_Instruction_:
Copy each of the following lines word for word, without changing anything.

■ ■ ■ ■ ■ ■ ■

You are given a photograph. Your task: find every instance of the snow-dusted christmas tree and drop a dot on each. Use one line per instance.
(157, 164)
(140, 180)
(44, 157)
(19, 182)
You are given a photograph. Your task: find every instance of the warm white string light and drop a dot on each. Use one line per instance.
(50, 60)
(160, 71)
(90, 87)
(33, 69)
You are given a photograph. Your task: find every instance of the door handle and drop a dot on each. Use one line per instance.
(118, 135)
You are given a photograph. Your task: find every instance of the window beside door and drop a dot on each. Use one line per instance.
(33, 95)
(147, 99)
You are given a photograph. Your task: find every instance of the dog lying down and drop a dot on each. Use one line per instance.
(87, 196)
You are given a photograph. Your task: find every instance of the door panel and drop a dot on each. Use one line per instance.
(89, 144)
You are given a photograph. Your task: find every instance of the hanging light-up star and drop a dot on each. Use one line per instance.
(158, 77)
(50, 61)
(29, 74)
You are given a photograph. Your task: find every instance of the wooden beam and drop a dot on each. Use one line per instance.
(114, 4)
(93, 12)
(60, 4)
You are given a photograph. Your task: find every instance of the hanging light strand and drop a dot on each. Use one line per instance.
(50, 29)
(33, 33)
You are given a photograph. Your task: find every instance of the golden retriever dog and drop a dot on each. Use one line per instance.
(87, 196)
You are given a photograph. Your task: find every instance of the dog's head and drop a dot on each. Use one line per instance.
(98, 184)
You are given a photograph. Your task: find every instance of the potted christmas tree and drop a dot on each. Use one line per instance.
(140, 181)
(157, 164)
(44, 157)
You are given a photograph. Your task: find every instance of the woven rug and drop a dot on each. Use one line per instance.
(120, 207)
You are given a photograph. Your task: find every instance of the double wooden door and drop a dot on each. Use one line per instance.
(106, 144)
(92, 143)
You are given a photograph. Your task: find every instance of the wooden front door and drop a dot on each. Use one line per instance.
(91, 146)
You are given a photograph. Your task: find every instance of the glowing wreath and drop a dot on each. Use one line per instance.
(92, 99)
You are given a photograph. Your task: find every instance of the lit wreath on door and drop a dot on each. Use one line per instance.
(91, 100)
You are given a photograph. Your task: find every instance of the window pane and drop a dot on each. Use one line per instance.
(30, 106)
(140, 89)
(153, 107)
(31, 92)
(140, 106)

■ ■ ■ ■ ■ ■ ■

_Exercise output_:
You are given a photograph. Your task: find every instance of the snow-dusted christmas tree and drop a dot on each. Use one line per instance.
(157, 164)
(140, 180)
(44, 157)
(19, 182)
You are given a photograph. Your task: find every instance of the warm white string light and drop a dot on each. Use one line per instance.
(50, 60)
(160, 71)
(90, 87)
(33, 69)
You are given a photograph. Your task: find every instance of the door handle and drop a dot on each. Use one line per instance.
(118, 135)
You are given a photograph. Your task: find every instance of the window beside door and drop a dot on each. Use one line per instance.
(33, 95)
(147, 99)
You are given a photograph. Your task: find every instance of the dog lying down and drop a dot on each. Use one line per instance.
(87, 196)
You are given a photograph. Your task: find every instance of the door panel and drop a dot on each. Use one line per instance.
(89, 144)
You are given a photograph. Your task: find every instance of the hanging light-up star and drop a dot on each. Use one line per instance.
(158, 77)
(50, 61)
(29, 74)
You are given a photograph. Your task: find every instance of the wooden beam and drop a dot on each. Use one line per instance.
(114, 4)
(93, 12)
(60, 4)
You are given a photograph. Your task: find every instance of the hanging light strand and drop a dot on each. Use one line per instance.
(50, 29)
(33, 33)
You are given a photograph. Your task: find every instance of the golden retriever dog and drop a dot on each. Use one line per instance.
(87, 196)
You are given a photograph. Your task: find every instance of the dog's head and drop a dot on each. Use one line per instance.
(98, 184)
You are given a photograph. Your task: find every instance of the potted christmas tree and drop a dot on each. Use one line per instance.
(140, 181)
(157, 164)
(44, 157)
You are given a photograph. Your task: find every instance of the woven rug and drop a dot on each. Use one line per instance.
(120, 207)
You are given a photograph. Your task: find every instance of the double wooden door and drop a dot on each. Use one line per instance.
(106, 144)
(92, 143)
You are given a photograph. Your task: find every instance of the wooden front door and drop a dot on each. Use one line per instance.
(91, 146)
You are given a photograph. Your task: find every instance of the glowing wreath and drop a dot on each. Use one line per instance.
(92, 99)
You are given a photograph. Your task: find every instance of the lit wreath on door and drop a dot on each. Use one line per instance.
(91, 100)
You are given a photograph. Your task: find every instance of the window pane and drop a dot on each. Use one line per instance.
(30, 106)
(140, 89)
(153, 107)
(31, 92)
(140, 106)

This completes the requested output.